* POLECENIA DO WYKONANIA:
[a] Kto według fragmentu o historii destylacji prawdopodobnie odkrył sztukę destylacji?
[b] Zwróć bez zmian część fragmentu o historii destylacji zawartą między słowami „Dawno, dawno temu” a „choć wciąż fascynująca.”, łącznie z nimi.

* FRAGMENT TEKSTU:

Dawno, dawno temu irlandzcy mnisi lub ktoś mógłby powiedzieć święty Patryk we własnej osobie, wynaleźli eliksir posiadający tak niezwykłą moc, że wyróżniono go mianem „uisce beatha”, nie mniej ni więcej jak „woda życia”.
Prawda jest już nie tak fantazyjna, bardziej prozaiczna, choć wciąż fascynująca.
Na początku warto przypomnieć, że ani Irlandczycy, ani Szkoci nie byli wynalazcami alkoholu. To prawdopodobnie Maurowie byli tymi, którzy odkryli sztukę destylacji gdzieś w okolicach XI wieku. Będąc muzułmanami, a tym samym abstynentami, stosowali alembiki raczej w celach medycznych niż tych, którym służą one obecnie.

* UDOSTĘPNIONY MATERIAŁ:
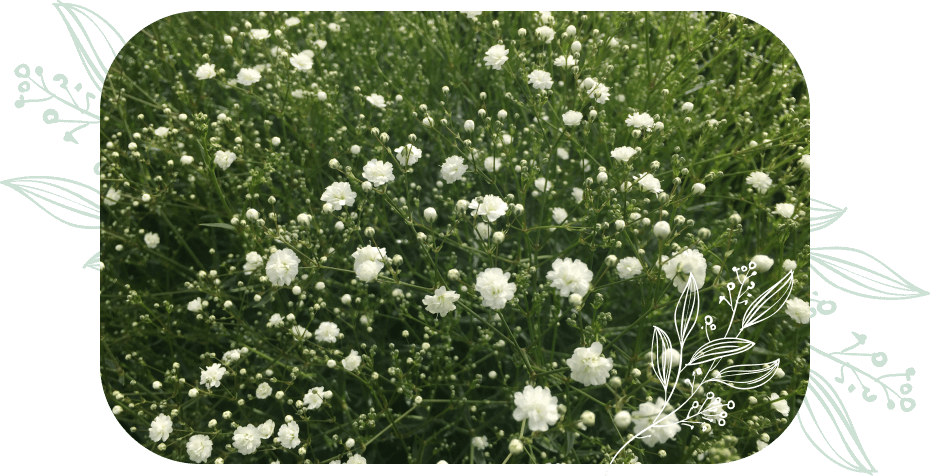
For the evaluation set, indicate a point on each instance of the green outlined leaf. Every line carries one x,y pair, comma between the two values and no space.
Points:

* ODPOWIEDZI PO KOLEI:
[a] Prawdopodobnie Maurowie, gdzieś w okolicach XI wieku.

[b]
Dawno, dawno temu irlandzcy mnisi lub ktoś mógłby powiedzieć święty Patryk we własnej osobie, wynaleźli eliksir posiadający tak niezwykłą moc, że wyróżniono go mianem „uisce beatha”, nie mniej ni więcej jak „woda życia”.
Prawda jest już nie tak fantazyjna, bardziej prozaiczna, choć wciąż fascynująca.